### TEXT PASSAGE:
The Red Thread
The Passaic Textile Strike
by Jacob Zumoff
Rutgers University Press, 2021
Jacob Zumoff provides an in-depth account of militancy in the United States textile industry in the 1920s in a new book. The Red Thread: The Passaic Textile Strike examines a strike that played an outsized role establishing the Communist Party (CP) as a significant actor in the labor movement.
Zumoff provides an impressive trove of detail, utilizing literature from the Communist International (Comintern) archives in Moscow, as well as from papers written by participants in the strike. His narrative reveals that despite harsh economic conditions, strikebreaking bosses, conservative union officials, police brutality, and a reactionary political climate, workers can rally their forces and fight back—particularly when the Left helps take the lead.
Like the previous book by Zumoff, The Communist International And U.S. Communism: 1919-1929, his new book examines the CP in its formative years. During this period, Zumoff writes, the Comintern still intervened as a “Marxist” force, prior to complete Stalinist degeneration.
Until the 1924 death of Lenin, and for at least a few years after, the CP in the U.S. prioritized the building of working-class power—even if done imperfectly. After Stalin consolidated control of the Comintern, however, Communists began to subordinate the interests of the working class to the prerogatives of Soviet foreign policy, and the power and privilege of the rising Soviet bureaucracy.
In 1926 this transformation had not yet been consummated, and the CP in the U.S. was still receiving direction from the Comintern along revolutionary socialist lines.
Intra-party factionalism played a role in the direction of the Passaic strike. However, spirited debate was a testament to the democratic culture that prevailed within the nascent CP.
Moreover, Communists stepped in to lead where the mainstream labor movement would not. This deserves high marks. Today, when millions of workers remain unorganized, and the American Federation of Labor and Congress of Industrial Organizations (AFL-CIO) bureaucracy is apathetic, this is worth paying attention to.
Red Thread also underscores the importance of strike strategy. While it may be hard to believe now, strikes were once taken for granted as the accepted method of defending workers wages and conditions, as well as for taking the offensive and making new demands.
The role of the Left in helping to lead the labor movement, and resurrection of the strike as a general strategy for fighting the bosses, are two questions Red Thread forces us to grapple with.
Context for Communist leadership
A quarter of New Jersey workers in 1915 eked out a squalid living in textiles, an industry with a rich history of militancy. Silk dye workers had gone out on strike in 1890, 1894, 1902, 1905, and 1913. Most of these battles included demands for union recognition and ended in defeat. Police brutality, company espionage, and “AFL indifference” undermined these unionization attempts, but harsh conditions continually pushed workers into struggle.

### INFORMATION SUPPLIED:
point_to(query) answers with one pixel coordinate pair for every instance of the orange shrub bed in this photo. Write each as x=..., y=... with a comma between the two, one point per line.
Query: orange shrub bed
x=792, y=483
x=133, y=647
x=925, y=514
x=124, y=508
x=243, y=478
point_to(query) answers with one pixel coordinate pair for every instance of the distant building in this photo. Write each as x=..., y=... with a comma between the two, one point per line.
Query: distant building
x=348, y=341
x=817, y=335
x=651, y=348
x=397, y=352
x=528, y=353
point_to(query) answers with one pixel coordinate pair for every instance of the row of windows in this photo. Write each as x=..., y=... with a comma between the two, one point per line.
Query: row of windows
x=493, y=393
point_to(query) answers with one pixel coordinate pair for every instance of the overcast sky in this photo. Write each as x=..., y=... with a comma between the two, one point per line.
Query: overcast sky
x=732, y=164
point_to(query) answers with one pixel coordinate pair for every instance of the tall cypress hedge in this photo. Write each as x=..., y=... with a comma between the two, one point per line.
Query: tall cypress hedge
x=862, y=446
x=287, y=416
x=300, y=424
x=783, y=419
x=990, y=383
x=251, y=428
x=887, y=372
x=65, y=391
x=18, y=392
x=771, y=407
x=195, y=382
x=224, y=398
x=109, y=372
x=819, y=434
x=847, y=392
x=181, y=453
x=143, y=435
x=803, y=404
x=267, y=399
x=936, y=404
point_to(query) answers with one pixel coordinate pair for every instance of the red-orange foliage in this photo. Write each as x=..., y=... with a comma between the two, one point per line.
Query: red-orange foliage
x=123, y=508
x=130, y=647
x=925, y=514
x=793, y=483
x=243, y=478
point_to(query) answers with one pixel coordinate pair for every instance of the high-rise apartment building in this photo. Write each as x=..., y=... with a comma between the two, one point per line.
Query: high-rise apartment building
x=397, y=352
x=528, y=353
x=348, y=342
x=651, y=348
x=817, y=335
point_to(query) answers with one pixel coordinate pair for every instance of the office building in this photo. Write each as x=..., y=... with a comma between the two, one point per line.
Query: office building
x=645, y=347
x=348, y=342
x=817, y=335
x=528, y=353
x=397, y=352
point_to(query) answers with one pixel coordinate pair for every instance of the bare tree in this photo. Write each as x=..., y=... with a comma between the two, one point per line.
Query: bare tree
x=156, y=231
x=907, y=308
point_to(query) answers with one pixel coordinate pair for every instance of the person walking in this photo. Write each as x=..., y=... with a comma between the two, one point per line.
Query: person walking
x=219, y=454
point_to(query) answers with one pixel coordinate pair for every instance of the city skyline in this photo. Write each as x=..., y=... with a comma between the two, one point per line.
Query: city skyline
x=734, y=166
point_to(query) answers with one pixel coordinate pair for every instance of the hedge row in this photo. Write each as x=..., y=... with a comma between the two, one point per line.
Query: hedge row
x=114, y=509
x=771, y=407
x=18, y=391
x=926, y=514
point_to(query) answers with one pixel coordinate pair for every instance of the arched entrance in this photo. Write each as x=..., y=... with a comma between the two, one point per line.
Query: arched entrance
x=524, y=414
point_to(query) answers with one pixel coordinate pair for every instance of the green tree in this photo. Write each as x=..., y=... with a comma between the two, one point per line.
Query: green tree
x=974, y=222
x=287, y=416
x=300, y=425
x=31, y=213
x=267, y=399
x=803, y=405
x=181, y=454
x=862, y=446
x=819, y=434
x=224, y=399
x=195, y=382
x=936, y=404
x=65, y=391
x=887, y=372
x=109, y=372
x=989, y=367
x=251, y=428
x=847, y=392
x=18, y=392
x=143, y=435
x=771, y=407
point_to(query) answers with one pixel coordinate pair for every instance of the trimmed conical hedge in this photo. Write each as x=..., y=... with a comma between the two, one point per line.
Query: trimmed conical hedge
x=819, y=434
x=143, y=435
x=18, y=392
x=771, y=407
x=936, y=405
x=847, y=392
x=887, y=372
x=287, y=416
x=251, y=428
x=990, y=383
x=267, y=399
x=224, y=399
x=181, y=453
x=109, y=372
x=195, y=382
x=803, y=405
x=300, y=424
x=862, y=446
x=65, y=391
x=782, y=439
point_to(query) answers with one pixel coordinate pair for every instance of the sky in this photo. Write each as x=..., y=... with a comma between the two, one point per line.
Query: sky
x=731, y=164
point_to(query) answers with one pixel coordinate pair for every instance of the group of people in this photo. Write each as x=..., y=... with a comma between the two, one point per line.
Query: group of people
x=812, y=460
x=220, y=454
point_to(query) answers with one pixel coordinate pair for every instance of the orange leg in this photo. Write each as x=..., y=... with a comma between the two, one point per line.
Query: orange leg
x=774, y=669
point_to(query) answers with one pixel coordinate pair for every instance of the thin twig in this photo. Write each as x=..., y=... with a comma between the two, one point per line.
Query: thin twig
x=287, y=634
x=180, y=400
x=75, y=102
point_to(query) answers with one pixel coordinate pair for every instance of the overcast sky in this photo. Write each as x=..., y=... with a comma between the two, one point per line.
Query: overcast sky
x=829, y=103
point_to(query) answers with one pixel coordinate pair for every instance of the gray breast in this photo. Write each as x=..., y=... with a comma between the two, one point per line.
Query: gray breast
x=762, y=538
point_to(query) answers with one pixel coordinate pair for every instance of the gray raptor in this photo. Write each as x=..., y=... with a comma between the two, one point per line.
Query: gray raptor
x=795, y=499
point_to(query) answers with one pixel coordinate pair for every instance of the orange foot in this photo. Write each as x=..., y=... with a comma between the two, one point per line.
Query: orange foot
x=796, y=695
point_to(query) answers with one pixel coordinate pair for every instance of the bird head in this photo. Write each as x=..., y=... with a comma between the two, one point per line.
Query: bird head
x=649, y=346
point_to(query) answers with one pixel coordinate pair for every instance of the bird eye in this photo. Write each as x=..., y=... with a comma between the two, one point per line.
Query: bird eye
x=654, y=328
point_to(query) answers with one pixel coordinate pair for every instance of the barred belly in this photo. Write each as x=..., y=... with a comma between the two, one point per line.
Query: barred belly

### WORK TO BE COMPLETED:
Continue the review of the book on the Passaic textile strike, starting after its last sentence.

### RESPONSE TO THE TASK:
52 percent of Passaic workers were immigrants, and half were women. These workers had more in common with mass production workers in steel and auto than they did with those in the skilled trades.
Textile barons preferred that their workers not learn English, thinking this was a bulwark against collectivism. The CP was well-positioned to intervene in this milieu given the high density of immigrants making up its many foreign language federations. The Passaic strike was also an important step for U.S. Communists—it helped transform a largely isolated, immigrant organization into a strategically placed and diverse bastion of U.S. workers.
Established unions were not much better than the bosses, in some regards. Elitist craft union leaders atop the AFL looked down on Passaic workers, and made their support conditional on the Passaic strikers distancing themselves from Leftists.
Most issues of the AFL-affiliated United Textile Workers (UTW) journal, Textile Worker—even during the strike—included advertisements from mills that the union should have been organizing. Zumoff writes, “the Passaic mills subsidized the UTW through such advertisements, and the UTW in turn left the mills unorganized.” This lack of leadership left a vacuum that the CP was willing and able to fill.
The strike begins
On September 25, 1925, workers at Botany Worsted Mills and Garfield Worsted Mills found a note attached to the front gates informing them that pay would be cut 10 percent. This sign set the Passaic textile strike in motion.
Workers began walking out on January 22, 1926. By spring the strike peaked at 16,000 workers from multiple mills in Passaic and nearby towns. Like most strikes in the 1920s, it began defensively. However, as the struggle gained momentum and attracted support, workers would switch gears to mount an offensive.
The demands of the strikers included a raise in wages, time-and-a-half for overtime (which had been reduced by the bosses), sanitary conditions, union recognition, and no retaliation against union activists.
Communist publication New Masses described how picketing “became contagious” during the strike, and turned into:
Passaic’s favorite game. Children played at picketing. They picketed their schools. They picketed their homes. Children came out after school to go on the picket line.
Meanwhile, Passaic workers “defended their strike by publicizing the names of scabs and throwing red pepper at them.”
Strikers organized daily mass meetings and ran things democratically and inclusively through the direction of a hundred-worker strike committee. Every department in each mill sent delegates to this strikers’ parliament. The advanced level of rank and file democracy was crucial for workers playing a direct role in planning and execution of the strike, and for constantly assessing and reassessing strategy and tactics. Experience of collective action and the clashing of power on the shop floor clarified workers’ consciousness of their class position within the production process.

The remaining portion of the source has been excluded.